**** EXTRAIT FOURNI ****

Le premier projet que nous avons soutenu est celui de l’Hôpital de Kabinda en RDC, un hôpital désaffecté laissant la population de toute une province sans aucun soin. Dans cette région très pauvre, les premières victimes étaient les enfants atteints de malnutrition, d’anémie et de paludisme.

Un appel de l’évêque a été adressé à la Communauté des Béatitudes : « mes enfants meurent, qui enverrai-je ? » auquel une poignée de frères et sœurs de la Communauté a répondu dans la foi. C’est ainsi que l’aventure de Kabinda, qui dure toujours, et de l’association a commencé...

Nous sommes témoins de tant d’atteintes à la dignité des personnes : atteintes de la vie elle-même, à ses débuts, lorsqu’elle devient fragile, à sa fin... Atteintes lorsqu’elle est confrontée à la pauvreté, à la faim, à la guerre, atteintes lorsque la liberté est entravée...

Toutes ces situations, nous les rencontrons sur les lieux où nous intervenons : au Mali, lorsque des sœurs que nous soutenons apportent leur aide à des jeunes femmes enceintes et seules, jetées à la rue, à mettre au monde leur enfant ; au Vietnam lorsque nous recueillons des enfants orphelins, en détresse sociale ou handicapés ; en République Centrafricaine lorsque la communauté a accueilli sur la parcelle du Monastère jusqu’à 40 000 personnes victimes de guerre civile, en Tchéquie, en Slovaquie, lorsque nos communautés ont ouvert leurs portes à des réfugiés venant d’Ukraine, surtout des femmes et des enfants, au Liban lorsque nous soutenons des familles ruinées par une situation politique délétère, où la corruption est la règle et où la guerre refait son apparition, à Kabinda où l’hôpital est au service de toute une population pauvre, à Toulouse, où une sœur de la Communauté accompagne envers et contre tous des sans-papiers qui n’existent pour personne. La liste est longue...

Le dernier projet que nous vous avons présenté concerne des enfants atteints de trisomie 21 à Kokchetav au Kazakhstan. 

Tous ces enfants sont souvent cachés dans les familles et peu stimulés alors que les premières années de vie sont décisives pour leur développement.

****

**EXERCICES PROPOSÉS**
1) Répondez aux questions suivantes à partir de l'extrait sur les projets de l'association.
(a) Quel hôpital a fait l'objet du premier projet soutenu ?
(b) Jusqu'à combien de personnes victimes de guerre civile la communauté a-t-elle accueillies sur la parcelle du Monastère en République Centrafricaine ?
(c) Dans quelle ville du Kazakhstan se situe le dernier projet présenté ?
2) Recopiez le passage de l'extrait sur les projets de l'association compris entre « Le premier projet » et « et de paludisme. », bornes incluses.
Les entrées ne sont d'aucune utilité pour traiter l'extrait.

**** ENTRÉES RÉPERTORIÉES ****

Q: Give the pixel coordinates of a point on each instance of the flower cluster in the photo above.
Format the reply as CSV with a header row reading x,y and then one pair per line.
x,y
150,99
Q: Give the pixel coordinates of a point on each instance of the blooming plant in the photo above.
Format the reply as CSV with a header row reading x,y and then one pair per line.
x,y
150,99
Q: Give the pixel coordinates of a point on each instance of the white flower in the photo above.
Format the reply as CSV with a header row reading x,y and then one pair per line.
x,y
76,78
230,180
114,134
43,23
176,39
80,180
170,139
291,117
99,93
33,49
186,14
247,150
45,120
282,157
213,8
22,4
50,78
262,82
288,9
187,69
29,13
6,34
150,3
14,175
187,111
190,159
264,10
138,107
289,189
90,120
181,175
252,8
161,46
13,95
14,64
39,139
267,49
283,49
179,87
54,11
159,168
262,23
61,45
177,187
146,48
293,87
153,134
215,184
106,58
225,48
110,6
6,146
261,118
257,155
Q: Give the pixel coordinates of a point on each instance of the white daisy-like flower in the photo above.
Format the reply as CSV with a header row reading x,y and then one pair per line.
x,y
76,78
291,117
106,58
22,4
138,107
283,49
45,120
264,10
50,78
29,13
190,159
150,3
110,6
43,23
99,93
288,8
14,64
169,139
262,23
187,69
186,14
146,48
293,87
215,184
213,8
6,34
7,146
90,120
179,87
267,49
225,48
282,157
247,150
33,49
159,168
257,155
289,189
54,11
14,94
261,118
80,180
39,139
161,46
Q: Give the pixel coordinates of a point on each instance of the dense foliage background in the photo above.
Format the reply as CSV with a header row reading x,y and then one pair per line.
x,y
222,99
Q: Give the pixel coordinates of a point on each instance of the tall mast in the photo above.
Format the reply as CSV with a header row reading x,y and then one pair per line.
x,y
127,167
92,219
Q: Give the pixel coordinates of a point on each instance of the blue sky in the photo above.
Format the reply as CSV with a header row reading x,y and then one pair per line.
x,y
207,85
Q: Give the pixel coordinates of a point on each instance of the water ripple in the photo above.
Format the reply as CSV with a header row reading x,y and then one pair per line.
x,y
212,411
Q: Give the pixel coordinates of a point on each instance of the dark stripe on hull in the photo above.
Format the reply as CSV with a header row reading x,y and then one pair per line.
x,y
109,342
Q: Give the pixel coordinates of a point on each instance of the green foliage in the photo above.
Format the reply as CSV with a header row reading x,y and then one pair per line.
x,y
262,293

****

**RÉPONSES PAR EXERCICE**
1)
(a) L'Hôpital de Kabinda, en RDC.
(b) Jusqu'à 40 000 personnes.
(c) À Kokchetav.

2)
Le premier projet que nous avons soutenu est celui de l’Hôpital de Kabinda en RDC, un hôpital désaffecté laissant la population de toute une province sans aucun soin. Dans cette région très pauvre, les premières victimes étaient les enfants atteints de malnutrition, d’anémie et de paludisme.